*** Opening GIVEN INFORMATION ***

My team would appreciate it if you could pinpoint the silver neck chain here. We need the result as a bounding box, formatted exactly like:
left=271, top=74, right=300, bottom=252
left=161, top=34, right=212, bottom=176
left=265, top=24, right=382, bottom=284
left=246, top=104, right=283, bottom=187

*** Closing GIVEN INFORMATION ***

EXERCISE REQUIREMENTS -
Every line of the material above is to be copied exactly.

ANSWER TO THIS TASK -
My team would appreciate it if you could pinpoint the silver neck chain here. We need the result as a bounding box, formatted exactly like:
left=271, top=74, right=300, bottom=252
left=161, top=34, right=212, bottom=176
left=265, top=24, right=382, bottom=284
left=246, top=104, right=283, bottom=187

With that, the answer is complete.